PROVIDED TEXT:
|---|

Evans0216headshot110by Mark Evans

In the wake of the recent court decision in California that essentially deemed bloggers to be journalists, there has been growing discussion about who's a journalist and what role do professional newsrooms play at a time when user-created content is getting so much hype as the next big thing.

To be honest, the whole user-created content phenemona is interesting but, frankly, way overblown.

The biggest problem/challenge with user-created content is much of it is pretty awful stuff with little or no insight or perspective. As more and more content (blogs, podcasts, etc.) is created, it becomes increasingly difficult to filter the good stuff (quality, intelligent material) from the dreck.

This is where news organizations have an opportunity to play a leading role in the content game by using their resources (people, money) and brands to attract readers. At the end of the day, Technorati isn't going to do as good a job directing people to the good stuff as brand names such as the National Post, New York Times, Wall St. Journal and Washington Post.

|---|

EXTRACTED INFORMATION:
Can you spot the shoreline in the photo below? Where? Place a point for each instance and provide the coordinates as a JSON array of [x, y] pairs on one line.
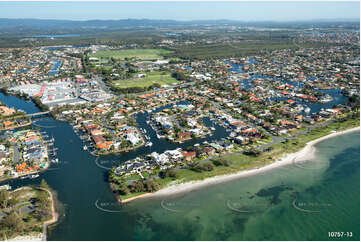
[[306, 152]]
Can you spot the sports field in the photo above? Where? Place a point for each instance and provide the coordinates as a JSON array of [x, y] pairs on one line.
[[151, 78], [140, 54]]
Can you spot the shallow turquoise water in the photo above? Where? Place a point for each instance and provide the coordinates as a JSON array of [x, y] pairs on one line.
[[260, 207], [264, 207]]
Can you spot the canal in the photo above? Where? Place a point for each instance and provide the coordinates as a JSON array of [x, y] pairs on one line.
[[81, 183]]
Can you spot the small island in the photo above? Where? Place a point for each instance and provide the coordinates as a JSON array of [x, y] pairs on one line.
[[25, 212]]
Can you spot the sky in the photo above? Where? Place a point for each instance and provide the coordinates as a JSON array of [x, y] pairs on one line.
[[245, 11]]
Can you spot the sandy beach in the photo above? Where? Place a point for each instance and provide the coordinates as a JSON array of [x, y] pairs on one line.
[[306, 153]]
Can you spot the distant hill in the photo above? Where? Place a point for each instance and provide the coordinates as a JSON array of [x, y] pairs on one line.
[[34, 26]]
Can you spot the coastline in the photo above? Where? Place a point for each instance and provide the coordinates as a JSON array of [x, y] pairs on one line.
[[306, 152]]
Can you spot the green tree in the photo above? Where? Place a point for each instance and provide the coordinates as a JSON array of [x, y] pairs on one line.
[[4, 198]]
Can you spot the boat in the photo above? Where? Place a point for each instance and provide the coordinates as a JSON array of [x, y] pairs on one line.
[[326, 98]]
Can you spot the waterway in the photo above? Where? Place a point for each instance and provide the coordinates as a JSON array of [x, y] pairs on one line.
[[254, 208]]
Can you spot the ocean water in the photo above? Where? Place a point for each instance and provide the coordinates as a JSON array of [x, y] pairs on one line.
[[302, 201], [296, 202]]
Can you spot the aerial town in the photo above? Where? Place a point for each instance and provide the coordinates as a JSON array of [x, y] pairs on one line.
[[189, 121], [256, 102]]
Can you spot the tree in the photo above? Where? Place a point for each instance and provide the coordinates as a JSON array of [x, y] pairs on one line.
[[151, 186], [168, 173], [4, 197], [43, 184], [220, 162], [13, 222]]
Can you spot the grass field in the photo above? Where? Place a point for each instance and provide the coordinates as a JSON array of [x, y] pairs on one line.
[[151, 78], [140, 54]]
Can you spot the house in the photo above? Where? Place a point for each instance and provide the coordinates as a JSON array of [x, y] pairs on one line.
[[188, 155]]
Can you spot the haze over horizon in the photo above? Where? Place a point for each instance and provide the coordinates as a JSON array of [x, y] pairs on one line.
[[182, 11]]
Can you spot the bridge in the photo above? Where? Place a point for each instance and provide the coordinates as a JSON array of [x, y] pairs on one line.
[[37, 114]]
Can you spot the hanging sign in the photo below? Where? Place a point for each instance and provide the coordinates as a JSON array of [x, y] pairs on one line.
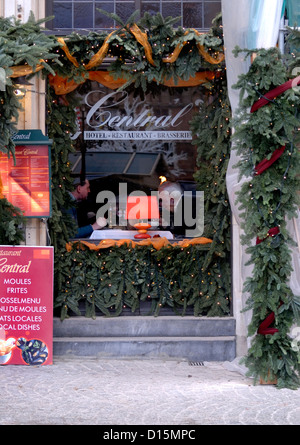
[[26, 305], [26, 180]]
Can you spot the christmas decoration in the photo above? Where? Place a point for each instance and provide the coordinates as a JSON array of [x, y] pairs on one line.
[[266, 141]]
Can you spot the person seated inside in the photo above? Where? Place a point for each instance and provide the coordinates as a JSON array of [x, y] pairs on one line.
[[79, 194], [173, 205]]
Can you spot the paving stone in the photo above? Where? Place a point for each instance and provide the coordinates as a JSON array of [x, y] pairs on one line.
[[96, 391]]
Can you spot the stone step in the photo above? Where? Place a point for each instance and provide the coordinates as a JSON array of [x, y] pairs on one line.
[[195, 349], [167, 326], [190, 338]]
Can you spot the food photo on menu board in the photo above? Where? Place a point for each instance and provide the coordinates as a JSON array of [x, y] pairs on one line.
[[26, 305], [26, 179]]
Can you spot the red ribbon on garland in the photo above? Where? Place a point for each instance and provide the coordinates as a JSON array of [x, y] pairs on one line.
[[272, 232], [266, 163], [264, 328], [270, 95]]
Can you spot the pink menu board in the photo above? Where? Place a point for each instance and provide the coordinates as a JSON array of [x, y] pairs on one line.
[[26, 181], [26, 305]]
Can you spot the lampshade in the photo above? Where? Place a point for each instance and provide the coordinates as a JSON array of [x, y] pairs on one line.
[[142, 208]]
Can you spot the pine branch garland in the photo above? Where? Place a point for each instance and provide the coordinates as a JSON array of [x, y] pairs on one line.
[[266, 202]]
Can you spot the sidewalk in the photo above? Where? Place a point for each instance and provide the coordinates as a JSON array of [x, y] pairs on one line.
[[97, 391]]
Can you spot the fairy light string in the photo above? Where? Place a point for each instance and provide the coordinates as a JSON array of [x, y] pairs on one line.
[[273, 232]]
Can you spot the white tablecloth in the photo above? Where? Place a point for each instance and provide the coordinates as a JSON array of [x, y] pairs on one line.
[[127, 234]]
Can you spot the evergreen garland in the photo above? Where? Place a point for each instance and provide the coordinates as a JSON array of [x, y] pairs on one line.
[[267, 199], [211, 299], [110, 280], [11, 224], [212, 136]]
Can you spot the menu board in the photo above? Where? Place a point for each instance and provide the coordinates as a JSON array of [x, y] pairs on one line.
[[26, 180], [26, 305]]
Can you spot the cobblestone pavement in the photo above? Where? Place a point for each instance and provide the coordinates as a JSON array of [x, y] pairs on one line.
[[96, 391]]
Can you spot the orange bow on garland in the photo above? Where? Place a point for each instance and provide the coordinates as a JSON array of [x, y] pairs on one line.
[[64, 85], [157, 243]]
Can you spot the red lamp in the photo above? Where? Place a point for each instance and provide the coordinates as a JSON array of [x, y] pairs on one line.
[[142, 209]]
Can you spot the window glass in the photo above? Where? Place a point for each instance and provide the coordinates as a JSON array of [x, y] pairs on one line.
[[211, 9], [172, 9], [192, 15], [125, 9], [83, 15], [63, 15]]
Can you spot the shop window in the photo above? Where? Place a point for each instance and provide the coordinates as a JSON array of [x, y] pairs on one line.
[[127, 145]]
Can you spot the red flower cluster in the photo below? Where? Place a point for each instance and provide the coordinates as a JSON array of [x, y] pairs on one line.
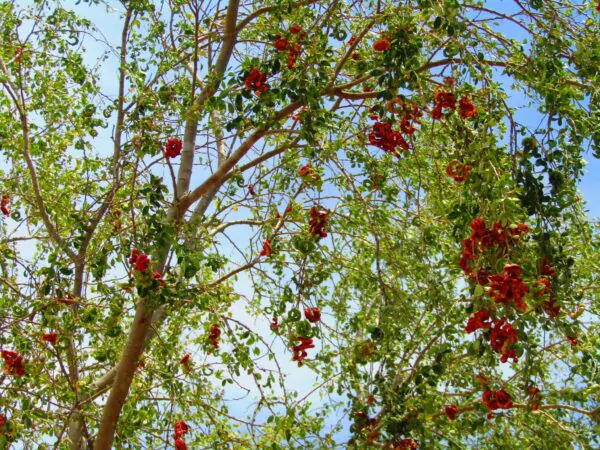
[[545, 287], [452, 411], [313, 315], [156, 276], [3, 206], [317, 222], [509, 288], [13, 363], [458, 171], [300, 350], [139, 260], [306, 171], [295, 29], [267, 250], [447, 100], [280, 43], [381, 45], [496, 400], [257, 81], [480, 321], [51, 337], [295, 51], [535, 397], [214, 335], [274, 323], [181, 428], [387, 139], [483, 238], [503, 338], [443, 100], [173, 147], [185, 362], [466, 108]]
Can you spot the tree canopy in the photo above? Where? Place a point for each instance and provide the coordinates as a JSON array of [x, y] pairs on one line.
[[298, 224]]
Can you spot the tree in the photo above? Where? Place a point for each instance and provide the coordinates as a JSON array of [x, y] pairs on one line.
[[220, 194]]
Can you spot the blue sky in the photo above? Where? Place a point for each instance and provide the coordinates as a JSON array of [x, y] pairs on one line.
[[303, 379]]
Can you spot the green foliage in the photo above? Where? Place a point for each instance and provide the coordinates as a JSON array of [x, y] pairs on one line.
[[330, 304]]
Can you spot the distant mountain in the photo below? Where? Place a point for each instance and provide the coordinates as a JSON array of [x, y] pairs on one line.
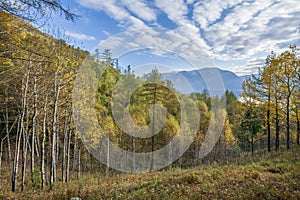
[[213, 79]]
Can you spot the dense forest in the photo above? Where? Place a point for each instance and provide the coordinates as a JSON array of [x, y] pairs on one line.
[[39, 142]]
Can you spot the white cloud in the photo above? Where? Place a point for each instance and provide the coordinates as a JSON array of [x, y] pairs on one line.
[[226, 30], [80, 36], [140, 8]]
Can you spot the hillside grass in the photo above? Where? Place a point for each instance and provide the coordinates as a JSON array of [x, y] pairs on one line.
[[273, 176]]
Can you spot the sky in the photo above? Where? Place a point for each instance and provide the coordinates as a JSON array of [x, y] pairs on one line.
[[235, 35]]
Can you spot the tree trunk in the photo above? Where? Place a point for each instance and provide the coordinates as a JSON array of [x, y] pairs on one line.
[[16, 157], [74, 154], [1, 150], [79, 162], [107, 156], [33, 129], [63, 163], [153, 129], [7, 127], [298, 127], [288, 123], [68, 156], [55, 132], [43, 174], [268, 118], [133, 167], [277, 125]]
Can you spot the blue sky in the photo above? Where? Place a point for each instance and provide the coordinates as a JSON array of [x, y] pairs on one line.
[[234, 35]]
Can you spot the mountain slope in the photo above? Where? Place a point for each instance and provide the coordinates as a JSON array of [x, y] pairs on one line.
[[198, 80]]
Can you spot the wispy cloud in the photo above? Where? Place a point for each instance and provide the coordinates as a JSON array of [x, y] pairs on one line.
[[225, 30], [80, 36]]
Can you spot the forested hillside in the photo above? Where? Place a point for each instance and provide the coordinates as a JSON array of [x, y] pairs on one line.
[[40, 144]]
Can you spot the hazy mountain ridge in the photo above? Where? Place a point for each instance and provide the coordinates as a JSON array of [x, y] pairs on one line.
[[196, 80]]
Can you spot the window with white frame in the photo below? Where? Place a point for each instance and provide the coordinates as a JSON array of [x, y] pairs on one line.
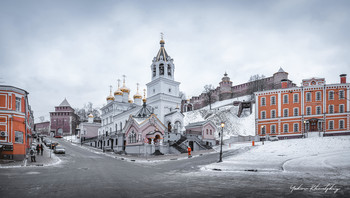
[[308, 110], [341, 124], [273, 129], [318, 96], [341, 94], [295, 98], [18, 137], [296, 127], [308, 97], [285, 99], [331, 124], [18, 104], [263, 101], [331, 109], [263, 130], [331, 95], [285, 128], [318, 110], [273, 100], [296, 111], [341, 108], [273, 113]]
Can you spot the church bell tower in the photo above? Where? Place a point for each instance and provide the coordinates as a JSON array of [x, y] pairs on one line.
[[163, 91]]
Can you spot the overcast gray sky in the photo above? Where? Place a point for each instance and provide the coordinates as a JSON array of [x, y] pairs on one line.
[[76, 49]]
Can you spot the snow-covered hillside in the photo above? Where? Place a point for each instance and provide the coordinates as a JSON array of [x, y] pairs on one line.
[[319, 155], [226, 112]]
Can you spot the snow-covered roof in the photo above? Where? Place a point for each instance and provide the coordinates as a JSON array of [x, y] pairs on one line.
[[281, 70], [64, 103]]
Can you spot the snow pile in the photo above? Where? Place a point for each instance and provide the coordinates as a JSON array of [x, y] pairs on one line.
[[226, 112], [73, 138], [322, 155]]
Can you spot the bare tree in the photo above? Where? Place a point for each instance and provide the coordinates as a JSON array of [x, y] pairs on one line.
[[209, 90]]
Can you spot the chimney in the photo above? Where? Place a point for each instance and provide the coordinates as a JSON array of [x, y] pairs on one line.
[[284, 83], [342, 78]]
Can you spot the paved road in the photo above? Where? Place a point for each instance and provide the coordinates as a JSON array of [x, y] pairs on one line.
[[85, 174]]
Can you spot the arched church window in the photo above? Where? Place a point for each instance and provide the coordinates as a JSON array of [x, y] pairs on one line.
[[161, 69], [169, 70], [154, 70]]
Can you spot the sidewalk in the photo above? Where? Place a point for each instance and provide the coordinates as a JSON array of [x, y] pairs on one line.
[[41, 160], [148, 158]]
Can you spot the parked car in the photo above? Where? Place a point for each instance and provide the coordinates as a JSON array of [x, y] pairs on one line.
[[59, 150], [54, 144], [273, 138]]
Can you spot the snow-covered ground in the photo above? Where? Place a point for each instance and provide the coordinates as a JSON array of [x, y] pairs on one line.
[[225, 111], [312, 155], [73, 138]]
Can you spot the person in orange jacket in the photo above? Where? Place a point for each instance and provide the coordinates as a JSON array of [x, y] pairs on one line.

|---|

GOAL OF THE EXERCISE: Continue the essay on user-created content and newsrooms, starting after its final sentence.

TASK RESULT:
Of course, traditional news organizations will only be relevant and successful if they adopt the new communication tools to reach readers, particularly younger people who don't read as many newspapers or watch as much television anymore.

Rather than tip-toeing onto the Web, news organizations need to enthusiastically use blogs, podcasts and video blogs the way NPR does. This means reporters need to stop thinking of themselves as one-dimensional content creators, and start creating content using a variety of tools. At the same time, news organizations must stop trying to force-feed traditional business models to the Web.

Newspapers, for example, need to give up trying to sell online subscriptions because there's too much free information available from hundreds of other sources. Instead, newspapers need to embrace relevant-based advertising to complement their high-quality content.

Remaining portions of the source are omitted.